## WHAT THE TASK REQUIRES
Filter the data below, keeping every line that contains the word "balloon".

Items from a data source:
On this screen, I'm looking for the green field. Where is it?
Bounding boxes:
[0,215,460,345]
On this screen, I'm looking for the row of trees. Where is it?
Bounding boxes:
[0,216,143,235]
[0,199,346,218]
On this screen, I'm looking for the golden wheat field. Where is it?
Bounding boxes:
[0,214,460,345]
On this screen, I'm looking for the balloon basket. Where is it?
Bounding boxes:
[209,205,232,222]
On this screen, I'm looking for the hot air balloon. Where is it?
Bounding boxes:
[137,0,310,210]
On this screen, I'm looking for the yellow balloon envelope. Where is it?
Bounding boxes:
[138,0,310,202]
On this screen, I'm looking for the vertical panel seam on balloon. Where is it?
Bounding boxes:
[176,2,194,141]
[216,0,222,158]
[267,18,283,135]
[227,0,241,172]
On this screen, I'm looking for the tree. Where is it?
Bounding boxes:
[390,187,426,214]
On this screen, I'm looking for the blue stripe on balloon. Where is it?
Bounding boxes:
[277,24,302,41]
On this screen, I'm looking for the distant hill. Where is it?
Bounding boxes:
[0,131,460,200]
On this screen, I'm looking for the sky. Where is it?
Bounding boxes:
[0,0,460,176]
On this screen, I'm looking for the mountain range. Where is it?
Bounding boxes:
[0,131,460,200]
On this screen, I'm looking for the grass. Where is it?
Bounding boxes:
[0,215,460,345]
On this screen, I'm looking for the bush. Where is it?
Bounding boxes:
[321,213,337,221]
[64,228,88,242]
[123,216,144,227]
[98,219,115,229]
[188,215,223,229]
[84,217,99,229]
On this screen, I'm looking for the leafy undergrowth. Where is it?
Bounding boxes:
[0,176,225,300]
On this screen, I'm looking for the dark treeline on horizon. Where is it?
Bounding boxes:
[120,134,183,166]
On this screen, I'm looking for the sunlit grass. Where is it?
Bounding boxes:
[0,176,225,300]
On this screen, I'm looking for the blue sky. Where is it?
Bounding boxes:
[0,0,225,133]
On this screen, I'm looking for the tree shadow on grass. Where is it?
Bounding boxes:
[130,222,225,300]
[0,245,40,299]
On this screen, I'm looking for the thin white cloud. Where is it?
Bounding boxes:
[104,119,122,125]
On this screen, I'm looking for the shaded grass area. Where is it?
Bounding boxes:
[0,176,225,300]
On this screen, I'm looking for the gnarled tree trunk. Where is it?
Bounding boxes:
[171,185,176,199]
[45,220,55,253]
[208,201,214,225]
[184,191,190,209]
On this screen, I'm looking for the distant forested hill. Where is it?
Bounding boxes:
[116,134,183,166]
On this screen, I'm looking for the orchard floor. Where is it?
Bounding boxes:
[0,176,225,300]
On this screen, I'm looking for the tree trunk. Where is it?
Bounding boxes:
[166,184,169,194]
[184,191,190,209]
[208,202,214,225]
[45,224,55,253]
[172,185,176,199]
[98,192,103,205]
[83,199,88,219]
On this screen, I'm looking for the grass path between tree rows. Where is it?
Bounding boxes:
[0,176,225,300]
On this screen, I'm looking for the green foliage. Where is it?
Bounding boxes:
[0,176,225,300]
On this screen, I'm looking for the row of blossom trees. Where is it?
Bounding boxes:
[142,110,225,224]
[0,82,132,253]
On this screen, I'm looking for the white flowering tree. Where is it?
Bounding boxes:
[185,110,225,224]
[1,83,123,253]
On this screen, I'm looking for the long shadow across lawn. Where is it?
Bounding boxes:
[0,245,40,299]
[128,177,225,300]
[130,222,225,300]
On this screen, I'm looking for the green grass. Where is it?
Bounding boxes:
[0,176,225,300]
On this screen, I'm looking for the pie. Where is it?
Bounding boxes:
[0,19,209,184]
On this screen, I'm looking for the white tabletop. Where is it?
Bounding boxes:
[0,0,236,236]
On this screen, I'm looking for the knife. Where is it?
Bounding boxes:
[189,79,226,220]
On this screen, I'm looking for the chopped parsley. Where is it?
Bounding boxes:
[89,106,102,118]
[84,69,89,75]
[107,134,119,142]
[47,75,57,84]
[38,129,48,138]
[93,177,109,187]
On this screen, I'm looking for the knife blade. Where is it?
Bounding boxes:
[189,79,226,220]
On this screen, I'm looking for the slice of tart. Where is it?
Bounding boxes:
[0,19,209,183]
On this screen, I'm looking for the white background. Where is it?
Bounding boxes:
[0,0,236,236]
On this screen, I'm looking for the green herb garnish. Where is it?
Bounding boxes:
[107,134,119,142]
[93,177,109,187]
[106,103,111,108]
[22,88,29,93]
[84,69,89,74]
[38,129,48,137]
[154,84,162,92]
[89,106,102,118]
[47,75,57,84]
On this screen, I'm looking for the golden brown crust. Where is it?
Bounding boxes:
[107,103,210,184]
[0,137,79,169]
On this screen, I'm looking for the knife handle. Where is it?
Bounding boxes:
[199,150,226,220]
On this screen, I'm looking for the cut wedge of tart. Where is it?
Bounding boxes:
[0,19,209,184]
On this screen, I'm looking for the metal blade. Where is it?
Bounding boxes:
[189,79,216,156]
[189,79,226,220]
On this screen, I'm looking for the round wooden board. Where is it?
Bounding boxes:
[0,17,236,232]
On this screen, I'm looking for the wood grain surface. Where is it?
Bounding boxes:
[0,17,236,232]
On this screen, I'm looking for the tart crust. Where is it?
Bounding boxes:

## WRITTEN SOLUTION
On this screen, I'm looking for the balloon basket. Where is it?
On this screen, I'm looking for the hot air balloon. Where is it?
On this screen, I'm looking for the yellow balloon envelope. Where is it?
On this screen, I'm looking for the vertical panel seam on balloon. Where is it?
On this screen, I'm looking for the blue stripe on balloon. Where is it?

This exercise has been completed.